Liam Spingler seemed perfectly healthy until one fateful day in May when parents Jared and Jessica Spingler noticed trouble with his left eye.
The Spinglers found themselves in an opthamalogist's office with then-6-month-old Liam three days after visiting their pediatrician, hopeful the expert would be able to disprove the Internet's best guess.
"As soon as he dilated Liam's eyes it was the worst moment of our lives," Jessica Spingler said. "He held the light up to his eyes and took this deep breath and....I just knew."
The large tumor in Liam's left eye was blocking his red reflex. There were several smaller ones in his right eye.
Liam was one of approximately 300 babies in the United States affected by retinoblastoma, according to St. Jude Children's Research Hospital -- one of only 90 who get it in both eyes, Jessica Spingler said.
The good part is that most pediatricians check for retinoblastoma, she said. The bad part is that sometimes the tumors don't always block the red reflex. Spingler says her family got lucky.
"We were basically fighting for his eyesight," she said. "And he has it."
The most common way to detect retinoblastoma is through flash photography, Spingler explained.

**Data shown:**
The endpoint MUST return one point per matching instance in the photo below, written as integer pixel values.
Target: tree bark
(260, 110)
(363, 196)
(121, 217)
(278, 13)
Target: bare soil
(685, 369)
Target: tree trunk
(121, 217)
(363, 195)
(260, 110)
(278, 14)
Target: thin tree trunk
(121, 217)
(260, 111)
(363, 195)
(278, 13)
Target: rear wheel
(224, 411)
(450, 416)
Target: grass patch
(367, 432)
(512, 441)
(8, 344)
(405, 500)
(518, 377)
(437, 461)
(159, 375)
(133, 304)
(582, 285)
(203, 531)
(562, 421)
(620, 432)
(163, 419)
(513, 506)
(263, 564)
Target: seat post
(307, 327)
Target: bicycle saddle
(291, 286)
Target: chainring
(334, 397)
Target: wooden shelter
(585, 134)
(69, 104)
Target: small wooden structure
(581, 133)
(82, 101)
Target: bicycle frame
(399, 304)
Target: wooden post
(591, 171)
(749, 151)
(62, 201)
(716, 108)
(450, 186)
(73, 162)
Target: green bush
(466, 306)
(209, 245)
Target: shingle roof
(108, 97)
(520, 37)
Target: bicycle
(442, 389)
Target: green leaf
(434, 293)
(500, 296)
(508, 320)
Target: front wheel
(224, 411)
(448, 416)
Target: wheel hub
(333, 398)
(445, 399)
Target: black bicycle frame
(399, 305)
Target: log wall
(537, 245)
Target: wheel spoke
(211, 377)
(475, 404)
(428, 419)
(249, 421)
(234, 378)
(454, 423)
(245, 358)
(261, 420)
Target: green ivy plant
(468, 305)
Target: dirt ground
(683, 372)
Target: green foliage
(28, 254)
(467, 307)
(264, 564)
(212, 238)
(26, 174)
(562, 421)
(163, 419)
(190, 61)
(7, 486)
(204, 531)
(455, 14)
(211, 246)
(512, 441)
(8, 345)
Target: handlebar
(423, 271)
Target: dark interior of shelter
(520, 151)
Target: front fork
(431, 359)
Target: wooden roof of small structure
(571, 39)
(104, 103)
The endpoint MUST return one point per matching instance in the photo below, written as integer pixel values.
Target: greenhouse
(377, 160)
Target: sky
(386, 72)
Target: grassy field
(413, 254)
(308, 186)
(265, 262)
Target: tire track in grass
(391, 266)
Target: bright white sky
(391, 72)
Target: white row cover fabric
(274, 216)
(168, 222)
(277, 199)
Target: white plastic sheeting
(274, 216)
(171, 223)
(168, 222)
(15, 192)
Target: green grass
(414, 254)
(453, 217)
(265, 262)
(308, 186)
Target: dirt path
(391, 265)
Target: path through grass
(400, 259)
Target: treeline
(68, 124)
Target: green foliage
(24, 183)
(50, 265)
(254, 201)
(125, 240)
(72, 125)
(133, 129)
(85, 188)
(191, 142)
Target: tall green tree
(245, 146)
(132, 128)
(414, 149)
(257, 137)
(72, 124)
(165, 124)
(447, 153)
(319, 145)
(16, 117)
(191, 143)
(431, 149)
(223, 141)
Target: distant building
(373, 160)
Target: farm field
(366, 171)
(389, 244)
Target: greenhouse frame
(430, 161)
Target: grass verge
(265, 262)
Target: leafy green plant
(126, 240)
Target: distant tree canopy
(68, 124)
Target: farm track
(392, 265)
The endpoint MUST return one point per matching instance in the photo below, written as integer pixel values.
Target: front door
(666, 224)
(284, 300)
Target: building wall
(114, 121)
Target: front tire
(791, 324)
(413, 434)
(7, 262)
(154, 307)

**Questions on the material:**
1. For each statement below, answer yes or no according to the article about Liam Spingler, and quote the words from it that decide the answer.
(a) The Spinglers took Liam to an eye specialist three days after seeing their pediatrician.
(b) Liam's tumors were found only in his left eye.
(c) Flash photography is the most common way to detect retinoblastoma.
2. Reproduce a passage from the article about Liam Spingler word for word, beginning at the words "The Spinglers found" and ending after "family got lucky.".

**Responses to the tasks:**
1.
(a) Yes: "three days after visiting their pediatrician"
(b) No: "There were several smaller ones in his right eye."
(c) Yes: "The most common way to detect retinoblastoma is through flash photography"

2.
The Spinglers found themselves in an opthamalogist's office with then-6-month-old Liam three days after visiting their pediatrician, hopeful the expert would be able to disprove the Internet's best guess.
"As soon as he dilated Liam's eyes it was the worst moment of our lives," Jessica Spingler said. "He held the light up to his eyes and took this deep breath and....I just knew."
The large tumor in Liam's left eye was blocking his red reflex. There were several smaller ones in his right eye.
Liam was one of approximately 300 babies in the United States affected by retinoblastoma, according to St. Jude Children's Research Hospital -- one of only 90 who get it in both eyes, Jessica Spingler said.
The good part is that most pediatricians check for retinoblastoma, she said. The bad part is that sometimes the tumors don't always block the red reflex. Spingler says her family got lucky.